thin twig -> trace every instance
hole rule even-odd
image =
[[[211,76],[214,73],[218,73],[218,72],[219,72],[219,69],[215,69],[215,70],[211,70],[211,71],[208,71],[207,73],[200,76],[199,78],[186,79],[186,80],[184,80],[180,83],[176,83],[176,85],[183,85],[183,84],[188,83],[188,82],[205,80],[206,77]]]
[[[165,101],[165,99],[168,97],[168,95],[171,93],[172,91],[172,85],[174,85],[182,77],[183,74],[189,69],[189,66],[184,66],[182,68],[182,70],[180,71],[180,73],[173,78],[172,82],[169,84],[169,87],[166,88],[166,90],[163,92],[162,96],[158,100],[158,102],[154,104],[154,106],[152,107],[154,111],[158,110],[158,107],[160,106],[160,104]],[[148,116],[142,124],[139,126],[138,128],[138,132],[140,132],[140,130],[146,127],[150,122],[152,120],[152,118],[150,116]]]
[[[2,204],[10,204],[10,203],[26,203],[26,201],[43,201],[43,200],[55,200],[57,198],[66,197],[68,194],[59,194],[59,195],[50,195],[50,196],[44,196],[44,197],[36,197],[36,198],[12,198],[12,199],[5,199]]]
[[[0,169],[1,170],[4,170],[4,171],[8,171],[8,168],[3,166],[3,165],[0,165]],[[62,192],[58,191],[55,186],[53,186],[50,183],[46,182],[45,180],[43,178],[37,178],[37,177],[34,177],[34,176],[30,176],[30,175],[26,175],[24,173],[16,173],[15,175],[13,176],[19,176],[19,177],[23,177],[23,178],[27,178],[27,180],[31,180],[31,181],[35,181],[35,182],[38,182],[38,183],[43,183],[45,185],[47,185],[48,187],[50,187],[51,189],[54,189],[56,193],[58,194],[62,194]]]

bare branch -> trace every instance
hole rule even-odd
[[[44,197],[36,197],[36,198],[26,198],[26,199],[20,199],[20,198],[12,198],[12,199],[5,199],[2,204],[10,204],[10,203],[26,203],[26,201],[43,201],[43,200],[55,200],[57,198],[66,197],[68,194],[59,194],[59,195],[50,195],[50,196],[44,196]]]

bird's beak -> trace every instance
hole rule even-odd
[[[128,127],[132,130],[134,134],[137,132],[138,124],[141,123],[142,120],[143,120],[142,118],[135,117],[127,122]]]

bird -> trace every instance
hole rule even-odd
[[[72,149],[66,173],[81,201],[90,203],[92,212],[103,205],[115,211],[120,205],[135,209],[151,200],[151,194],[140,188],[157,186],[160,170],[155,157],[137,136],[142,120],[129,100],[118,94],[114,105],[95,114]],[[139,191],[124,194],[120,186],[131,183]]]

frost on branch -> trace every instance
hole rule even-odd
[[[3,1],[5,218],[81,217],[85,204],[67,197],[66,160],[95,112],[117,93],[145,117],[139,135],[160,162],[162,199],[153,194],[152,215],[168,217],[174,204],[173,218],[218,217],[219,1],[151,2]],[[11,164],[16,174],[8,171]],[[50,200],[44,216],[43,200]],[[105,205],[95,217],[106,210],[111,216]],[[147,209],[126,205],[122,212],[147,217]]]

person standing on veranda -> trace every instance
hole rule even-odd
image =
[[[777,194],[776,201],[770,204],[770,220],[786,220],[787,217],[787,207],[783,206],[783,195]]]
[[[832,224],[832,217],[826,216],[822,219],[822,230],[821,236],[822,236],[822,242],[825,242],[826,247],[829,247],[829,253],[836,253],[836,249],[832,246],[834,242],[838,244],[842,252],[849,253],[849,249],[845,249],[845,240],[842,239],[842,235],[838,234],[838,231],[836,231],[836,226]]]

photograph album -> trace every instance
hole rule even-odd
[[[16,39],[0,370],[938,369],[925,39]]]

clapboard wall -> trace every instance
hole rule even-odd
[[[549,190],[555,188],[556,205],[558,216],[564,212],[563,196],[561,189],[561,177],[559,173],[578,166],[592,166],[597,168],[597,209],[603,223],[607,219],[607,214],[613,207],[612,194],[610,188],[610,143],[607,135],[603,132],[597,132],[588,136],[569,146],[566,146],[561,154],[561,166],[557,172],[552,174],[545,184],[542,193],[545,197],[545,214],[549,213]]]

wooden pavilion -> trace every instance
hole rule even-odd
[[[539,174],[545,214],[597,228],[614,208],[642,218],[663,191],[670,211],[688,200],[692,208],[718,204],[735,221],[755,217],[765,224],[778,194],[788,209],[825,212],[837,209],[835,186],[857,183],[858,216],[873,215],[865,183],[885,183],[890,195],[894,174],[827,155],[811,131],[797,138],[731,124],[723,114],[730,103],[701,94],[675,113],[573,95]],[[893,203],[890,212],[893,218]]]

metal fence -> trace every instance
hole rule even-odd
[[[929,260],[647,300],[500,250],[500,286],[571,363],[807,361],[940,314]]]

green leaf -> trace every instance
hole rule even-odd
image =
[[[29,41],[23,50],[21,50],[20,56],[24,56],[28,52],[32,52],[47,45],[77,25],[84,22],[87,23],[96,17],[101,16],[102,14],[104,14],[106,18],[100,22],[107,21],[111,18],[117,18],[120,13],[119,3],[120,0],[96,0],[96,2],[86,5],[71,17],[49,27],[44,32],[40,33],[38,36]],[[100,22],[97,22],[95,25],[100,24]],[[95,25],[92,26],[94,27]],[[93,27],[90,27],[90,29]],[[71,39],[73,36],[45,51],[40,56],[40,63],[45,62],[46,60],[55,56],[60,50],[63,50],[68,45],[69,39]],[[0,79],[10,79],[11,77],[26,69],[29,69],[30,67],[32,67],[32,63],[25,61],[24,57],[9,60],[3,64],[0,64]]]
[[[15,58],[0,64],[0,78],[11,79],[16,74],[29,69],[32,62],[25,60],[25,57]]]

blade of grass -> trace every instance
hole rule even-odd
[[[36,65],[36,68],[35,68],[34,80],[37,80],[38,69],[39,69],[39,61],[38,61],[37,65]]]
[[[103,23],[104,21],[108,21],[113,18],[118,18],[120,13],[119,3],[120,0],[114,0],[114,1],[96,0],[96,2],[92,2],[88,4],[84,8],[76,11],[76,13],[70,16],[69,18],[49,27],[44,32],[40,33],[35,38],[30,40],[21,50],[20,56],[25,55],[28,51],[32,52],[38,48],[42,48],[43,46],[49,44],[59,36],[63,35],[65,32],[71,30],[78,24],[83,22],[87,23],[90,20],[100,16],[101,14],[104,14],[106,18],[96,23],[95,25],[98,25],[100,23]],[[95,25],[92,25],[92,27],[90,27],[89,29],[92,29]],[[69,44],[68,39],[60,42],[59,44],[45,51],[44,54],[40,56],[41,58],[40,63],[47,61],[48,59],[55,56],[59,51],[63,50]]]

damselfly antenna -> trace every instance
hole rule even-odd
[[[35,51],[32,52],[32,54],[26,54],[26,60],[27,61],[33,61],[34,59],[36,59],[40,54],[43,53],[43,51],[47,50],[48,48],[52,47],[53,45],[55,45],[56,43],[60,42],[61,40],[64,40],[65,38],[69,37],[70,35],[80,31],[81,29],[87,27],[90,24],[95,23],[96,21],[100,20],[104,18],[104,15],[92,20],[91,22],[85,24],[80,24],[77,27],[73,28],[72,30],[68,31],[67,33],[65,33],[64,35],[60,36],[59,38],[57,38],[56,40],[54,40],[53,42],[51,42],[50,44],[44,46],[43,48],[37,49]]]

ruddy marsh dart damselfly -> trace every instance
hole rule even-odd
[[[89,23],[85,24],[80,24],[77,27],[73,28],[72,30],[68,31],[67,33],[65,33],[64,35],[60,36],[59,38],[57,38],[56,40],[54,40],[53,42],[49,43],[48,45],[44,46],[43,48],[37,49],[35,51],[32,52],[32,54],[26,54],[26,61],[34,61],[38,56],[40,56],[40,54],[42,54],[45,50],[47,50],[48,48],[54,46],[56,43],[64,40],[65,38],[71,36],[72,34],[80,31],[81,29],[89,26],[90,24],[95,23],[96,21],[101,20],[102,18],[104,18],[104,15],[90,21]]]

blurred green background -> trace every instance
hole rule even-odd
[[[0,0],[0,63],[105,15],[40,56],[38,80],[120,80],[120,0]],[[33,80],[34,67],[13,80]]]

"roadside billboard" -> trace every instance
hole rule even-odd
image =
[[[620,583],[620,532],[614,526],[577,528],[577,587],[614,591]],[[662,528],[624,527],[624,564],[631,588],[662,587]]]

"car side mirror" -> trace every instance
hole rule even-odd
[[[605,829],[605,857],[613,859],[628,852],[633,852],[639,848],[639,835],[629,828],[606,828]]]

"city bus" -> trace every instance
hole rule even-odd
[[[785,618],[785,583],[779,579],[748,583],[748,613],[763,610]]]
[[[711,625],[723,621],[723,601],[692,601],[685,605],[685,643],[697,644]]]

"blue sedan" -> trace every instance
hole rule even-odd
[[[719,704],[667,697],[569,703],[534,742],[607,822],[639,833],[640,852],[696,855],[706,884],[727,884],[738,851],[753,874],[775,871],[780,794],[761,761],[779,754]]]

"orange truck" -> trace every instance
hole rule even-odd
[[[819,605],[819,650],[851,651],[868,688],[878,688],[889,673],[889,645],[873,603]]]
·····
## Problem description
Restate the final lines of the listing above word for word, beginning at the line that contains "ruddy marsh dart".

## The result
ruddy marsh dart damselfly -> trace every instance
hole rule even-odd
[[[89,23],[85,24],[80,24],[77,27],[73,28],[72,30],[68,31],[67,33],[65,33],[64,35],[60,36],[59,38],[57,38],[56,40],[54,40],[53,42],[49,43],[48,45],[44,46],[43,48],[37,49],[35,51],[32,52],[32,54],[26,54],[26,61],[34,61],[38,56],[40,56],[40,54],[42,54],[45,50],[47,50],[48,48],[54,46],[56,43],[64,40],[65,38],[71,36],[72,34],[80,31],[81,29],[89,26],[90,24],[95,23],[96,21],[101,20],[102,18],[104,18],[104,15],[90,21]]]

blurred green background -> trace every instance
hole rule even-odd
[[[0,0],[0,63],[105,15],[40,56],[38,80],[120,80],[120,0]],[[33,80],[34,67],[13,80]]]

"roadside billboard" -> trace every instance
hole rule even-odd
image =
[[[620,583],[620,532],[614,526],[577,528],[577,587],[614,591]],[[662,528],[624,527],[624,564],[631,588],[662,587]]]

"car side mirror" -> trace every instance
hole rule even-odd
[[[605,829],[605,857],[613,859],[628,852],[633,852],[639,848],[639,835],[629,828],[606,828]]]

"city bus" -> trace every instance
hole rule even-odd
[[[785,618],[785,583],[779,579],[748,583],[748,613],[763,610]]]
[[[711,625],[723,621],[723,601],[692,601],[685,605],[685,643],[697,644]]]

"blue sedan" -> trace every instance
hole rule even-odd
[[[719,704],[667,697],[569,703],[534,742],[607,822],[639,833],[640,852],[696,855],[706,884],[727,884],[738,851],[753,874],[775,871],[780,794],[761,761],[779,754]]]

"orange truck" -> trace every instance
hole rule even-odd
[[[819,605],[819,650],[851,651],[868,688],[878,688],[889,673],[889,645],[873,603]]]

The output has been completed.